▶ Job:
Extract each line of the entries below that contains the word "shorts".

Collected data
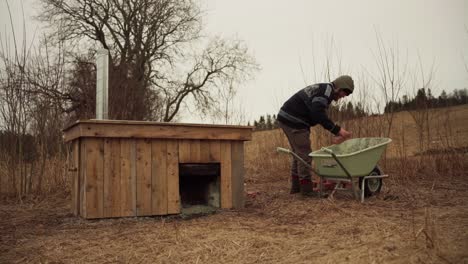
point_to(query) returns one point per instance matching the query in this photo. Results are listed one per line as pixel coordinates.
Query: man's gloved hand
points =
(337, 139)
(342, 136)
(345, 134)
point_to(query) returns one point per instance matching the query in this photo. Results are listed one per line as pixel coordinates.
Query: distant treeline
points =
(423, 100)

* * *

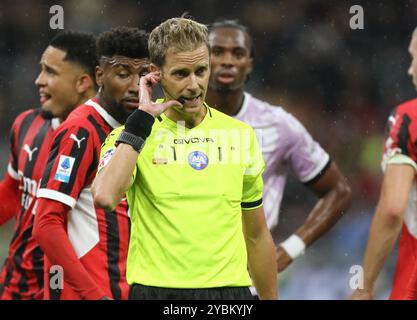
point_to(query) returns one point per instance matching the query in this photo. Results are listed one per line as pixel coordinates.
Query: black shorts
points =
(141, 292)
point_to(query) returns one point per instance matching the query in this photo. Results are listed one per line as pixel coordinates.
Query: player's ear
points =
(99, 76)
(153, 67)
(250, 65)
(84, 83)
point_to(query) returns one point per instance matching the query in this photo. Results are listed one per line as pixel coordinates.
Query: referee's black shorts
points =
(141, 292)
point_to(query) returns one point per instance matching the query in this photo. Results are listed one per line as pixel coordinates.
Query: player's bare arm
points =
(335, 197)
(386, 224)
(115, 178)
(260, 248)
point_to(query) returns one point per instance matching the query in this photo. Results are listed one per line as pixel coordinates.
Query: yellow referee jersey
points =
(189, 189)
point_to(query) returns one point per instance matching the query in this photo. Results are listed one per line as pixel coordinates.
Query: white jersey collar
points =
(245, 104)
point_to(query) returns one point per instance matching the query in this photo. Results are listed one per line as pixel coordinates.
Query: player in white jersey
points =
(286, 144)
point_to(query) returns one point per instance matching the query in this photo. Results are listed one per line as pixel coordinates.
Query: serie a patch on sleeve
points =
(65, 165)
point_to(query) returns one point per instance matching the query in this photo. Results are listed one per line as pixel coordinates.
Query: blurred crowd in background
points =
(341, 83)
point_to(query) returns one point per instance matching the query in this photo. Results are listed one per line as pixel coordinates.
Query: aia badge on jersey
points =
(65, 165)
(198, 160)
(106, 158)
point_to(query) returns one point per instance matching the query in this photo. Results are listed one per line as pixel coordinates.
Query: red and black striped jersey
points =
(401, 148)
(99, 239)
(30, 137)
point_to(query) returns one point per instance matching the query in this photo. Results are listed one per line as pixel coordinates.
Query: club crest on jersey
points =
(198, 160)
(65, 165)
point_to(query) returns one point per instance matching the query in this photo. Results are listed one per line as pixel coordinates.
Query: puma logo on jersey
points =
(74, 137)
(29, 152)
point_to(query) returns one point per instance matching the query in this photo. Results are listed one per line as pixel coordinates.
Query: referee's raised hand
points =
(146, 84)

▶ Solution to this exercise:
Query: black shorts
Query: referee's black shorts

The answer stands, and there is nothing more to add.